**Work request**
Wherever an image appears in the data, omit it and copy all the remaining text word for word.

┄┄┄┄┄┄

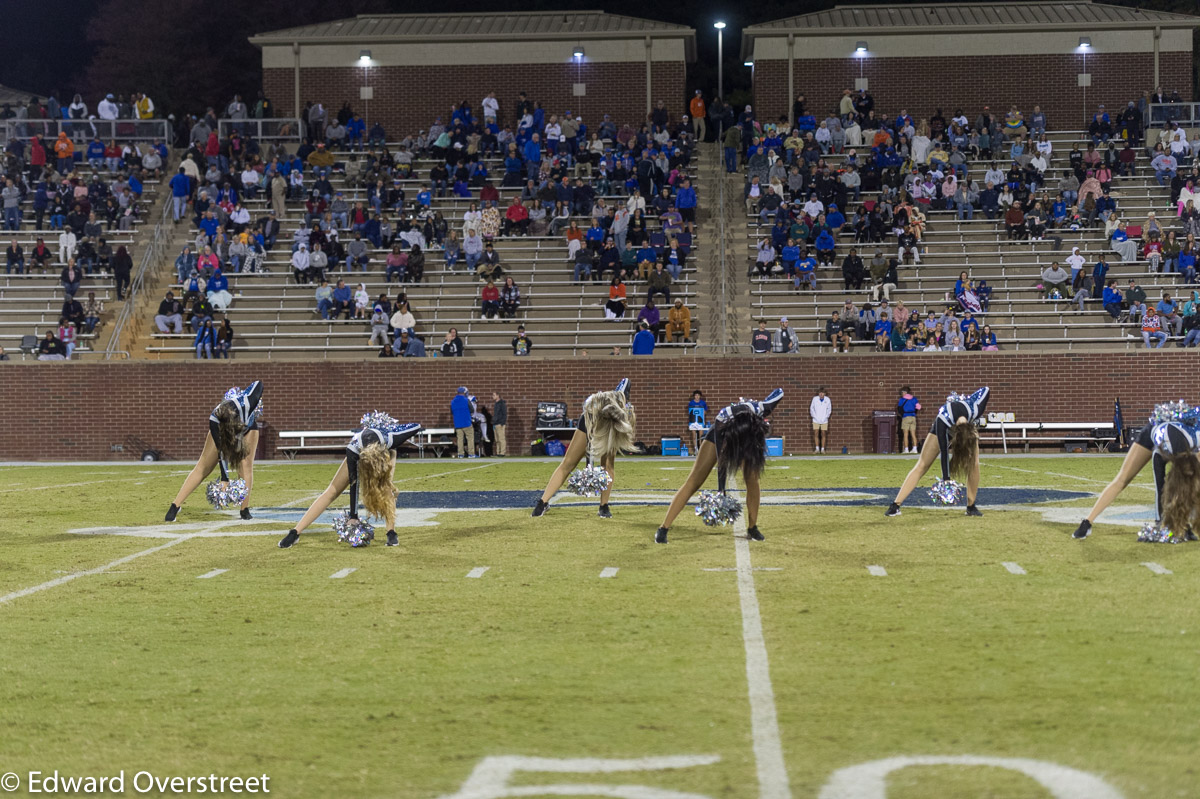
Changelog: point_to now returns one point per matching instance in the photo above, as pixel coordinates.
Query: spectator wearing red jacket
(516, 217)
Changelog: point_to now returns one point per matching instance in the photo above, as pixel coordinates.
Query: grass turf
(396, 680)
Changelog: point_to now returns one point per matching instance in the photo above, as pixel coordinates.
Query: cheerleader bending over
(229, 443)
(605, 427)
(370, 464)
(954, 438)
(1176, 491)
(738, 440)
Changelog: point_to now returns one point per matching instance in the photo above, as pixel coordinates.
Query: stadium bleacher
(275, 317)
(1018, 314)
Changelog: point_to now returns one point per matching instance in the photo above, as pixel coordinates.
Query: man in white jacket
(821, 408)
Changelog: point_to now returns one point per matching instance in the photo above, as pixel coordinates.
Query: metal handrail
(121, 130)
(273, 128)
(151, 253)
(721, 234)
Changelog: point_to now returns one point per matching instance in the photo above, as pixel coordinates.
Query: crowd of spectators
(995, 164)
(563, 169)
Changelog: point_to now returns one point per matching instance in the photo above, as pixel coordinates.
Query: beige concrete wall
(967, 44)
(483, 53)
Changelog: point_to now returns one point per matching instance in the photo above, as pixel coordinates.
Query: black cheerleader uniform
(365, 438)
(972, 407)
(753, 406)
(249, 404)
(1164, 439)
(582, 424)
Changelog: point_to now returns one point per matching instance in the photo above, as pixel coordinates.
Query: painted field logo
(492, 778)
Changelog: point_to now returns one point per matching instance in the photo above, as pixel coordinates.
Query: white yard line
(70, 485)
(97, 570)
(768, 749)
(443, 474)
(1060, 474)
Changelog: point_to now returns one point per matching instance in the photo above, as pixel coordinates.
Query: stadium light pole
(720, 58)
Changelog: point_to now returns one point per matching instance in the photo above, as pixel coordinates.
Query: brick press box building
(405, 70)
(1066, 56)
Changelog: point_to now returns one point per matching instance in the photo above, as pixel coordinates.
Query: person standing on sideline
(907, 407)
(461, 413)
(499, 424)
(821, 408)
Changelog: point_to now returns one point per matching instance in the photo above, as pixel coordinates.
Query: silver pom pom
(226, 494)
(589, 481)
(715, 508)
(947, 492)
(378, 420)
(235, 392)
(353, 530)
(1176, 412)
(1151, 533)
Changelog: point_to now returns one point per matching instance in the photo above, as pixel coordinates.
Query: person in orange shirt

┄┄┄┄┄┄

**Task answer**
Changelog: point_to now returns one point per matching instance in the photo above, as pixel coordinates.
Query: spectator wearing red jacket
(516, 217)
Changelog: point_to now returns one point per matching instance in the photo above, as pixel coordinates.
Query: grass turf
(396, 680)
Changelog: point_to now returns one point per matching instance in the photo above, as pixel coordinates.
Query: cheerleader bending over
(229, 443)
(605, 427)
(370, 464)
(954, 438)
(1176, 491)
(738, 440)
Changelog: point_to now returns one point per matching instance in the photo above, as pixel coordinates.
Query: stadium bleacher
(275, 317)
(1018, 314)
Changelog: point_to now returns one point per matching instance in the photo above, as pixel coordinates.
Query: man in white jacket
(821, 408)
Changelog: point_to now returns one point per matching instance in the photo above, as pixel coordinates.
Query: metal handrail
(121, 130)
(273, 128)
(151, 253)
(721, 234)
Changelog: point_to now returns one point per matching instance in the photo above, as pixel coordinates.
Query: crowd of spectators
(995, 164)
(563, 169)
Changelog: point_to now returns one point per matching instance in the photo above, as pixel coordinates.
Query: beige concrete wall
(967, 44)
(483, 53)
Changelog: point_to now returns one point per matching instance in the photo above, as pixel coordinates.
Query: black cheerleader uniform
(365, 438)
(972, 407)
(753, 406)
(249, 404)
(1164, 439)
(582, 424)
Changelog: point_to now returns one point per matching instance in the photo above, as pixel coordinates.
Query: painted field logo
(492, 778)
Changelog: point_to now returns one point per matching instance in the photo above, as pixel coordinates.
Query: white yard line
(70, 485)
(97, 570)
(768, 749)
(443, 474)
(1060, 474)
Changelog: point_to now returns one point per matching instance in the photo above, as pixel coordinates.
Query: stadium light pole
(720, 58)
Changelog: point_to now returns one point per matching instance in the photo above, as pixel coordinates.
Query: brick press box building
(405, 70)
(1066, 56)
Changelog: point_to now returns one point per matching instance in the photo above, as pixel coordinates.
Query: person standing on sideline
(907, 407)
(461, 413)
(499, 424)
(821, 408)
Changelog: point_to now returns one point per matching instance in the photo above, as pixel coordinates.
Query: silver pom pom
(226, 494)
(589, 481)
(715, 508)
(947, 492)
(378, 420)
(235, 392)
(353, 530)
(1176, 412)
(1151, 533)
Changelog: point_to now returns one point per matching instance in the photo above, as pixel coordinates.
Query: person in orange shirt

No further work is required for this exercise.